> **Excerpt provided**

= Beginning of Section =

With the Trump Administration planning significant changes to the Environmental Protection Agency (EPA) and signalling that it could cut the EPA’s budget by up to 25 percent, one has to wonder who will be there to protect Americans. Fortunately, the recent launching of a new initiative that has sprung up out of nowhere gives us a sense of how future consumer protection could evolve, particularly when it comes to the chemicals that we find in the environment today.
Here’s the announcement of the formation of the Campaign for Accuracy in Public Health Research (CAPHR), a rather warm and friendly-sounding name for a new initiative:
After all, in this age of fake news, who doesn’t want more accuracy in everything!
Here’s a screen capture from CAPHR’s new website:
“By denying scientific principles, one may maintain any paradox.”

= End of Section =

> **Problem statement**
Rewrite the paragraph of the commentary beginning "With the Trump Administration planning" as a short bulleted list, keeping its main facts.

Items from a data collection:
= Beginning of Section =

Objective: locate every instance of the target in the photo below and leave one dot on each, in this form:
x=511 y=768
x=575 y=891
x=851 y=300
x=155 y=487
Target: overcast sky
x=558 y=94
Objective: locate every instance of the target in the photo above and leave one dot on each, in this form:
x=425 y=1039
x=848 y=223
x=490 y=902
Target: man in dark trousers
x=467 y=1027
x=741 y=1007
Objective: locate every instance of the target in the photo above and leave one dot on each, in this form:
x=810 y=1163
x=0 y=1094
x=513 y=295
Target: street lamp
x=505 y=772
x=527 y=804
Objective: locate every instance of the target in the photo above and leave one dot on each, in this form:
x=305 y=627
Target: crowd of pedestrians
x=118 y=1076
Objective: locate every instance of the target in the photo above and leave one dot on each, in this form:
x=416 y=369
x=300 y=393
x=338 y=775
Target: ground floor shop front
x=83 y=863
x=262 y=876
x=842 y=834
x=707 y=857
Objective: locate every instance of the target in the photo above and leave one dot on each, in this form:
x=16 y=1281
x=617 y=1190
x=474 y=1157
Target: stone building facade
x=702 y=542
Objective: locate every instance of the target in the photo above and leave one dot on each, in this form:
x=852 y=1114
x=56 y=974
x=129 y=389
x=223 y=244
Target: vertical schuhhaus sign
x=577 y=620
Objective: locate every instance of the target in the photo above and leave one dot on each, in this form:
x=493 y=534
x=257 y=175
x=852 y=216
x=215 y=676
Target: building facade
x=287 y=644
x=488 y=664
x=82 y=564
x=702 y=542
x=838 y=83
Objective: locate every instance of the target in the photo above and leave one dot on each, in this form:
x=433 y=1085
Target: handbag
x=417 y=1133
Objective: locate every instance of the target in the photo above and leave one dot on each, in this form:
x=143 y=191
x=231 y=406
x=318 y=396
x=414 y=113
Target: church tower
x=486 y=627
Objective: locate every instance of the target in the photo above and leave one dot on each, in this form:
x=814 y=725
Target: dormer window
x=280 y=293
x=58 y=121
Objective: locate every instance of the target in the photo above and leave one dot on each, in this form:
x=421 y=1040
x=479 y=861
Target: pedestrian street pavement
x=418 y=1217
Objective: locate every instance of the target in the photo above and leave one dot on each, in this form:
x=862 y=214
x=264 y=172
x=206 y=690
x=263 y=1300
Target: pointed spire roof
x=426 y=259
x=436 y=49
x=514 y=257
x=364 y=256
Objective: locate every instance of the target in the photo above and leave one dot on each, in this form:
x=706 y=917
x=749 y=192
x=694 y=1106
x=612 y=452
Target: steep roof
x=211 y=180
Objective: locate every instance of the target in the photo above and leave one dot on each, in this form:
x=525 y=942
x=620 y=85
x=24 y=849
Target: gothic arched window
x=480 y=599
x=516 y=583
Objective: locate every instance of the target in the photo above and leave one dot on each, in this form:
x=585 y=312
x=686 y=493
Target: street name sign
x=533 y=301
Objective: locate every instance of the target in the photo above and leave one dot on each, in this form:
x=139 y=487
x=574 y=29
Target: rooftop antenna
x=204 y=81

= End of Section =

> **Answer for the task**
- The Trump Administration is planning significant changes to the Environmental Protection Agency (EPA).
- It has signaled that it could cut the EPA's budget by up to 25 percent.
- This raises the question of who will protect Americans.
- A newly launched initiative suggests how future consumer protection could evolve, particularly for chemicals found in the environment today.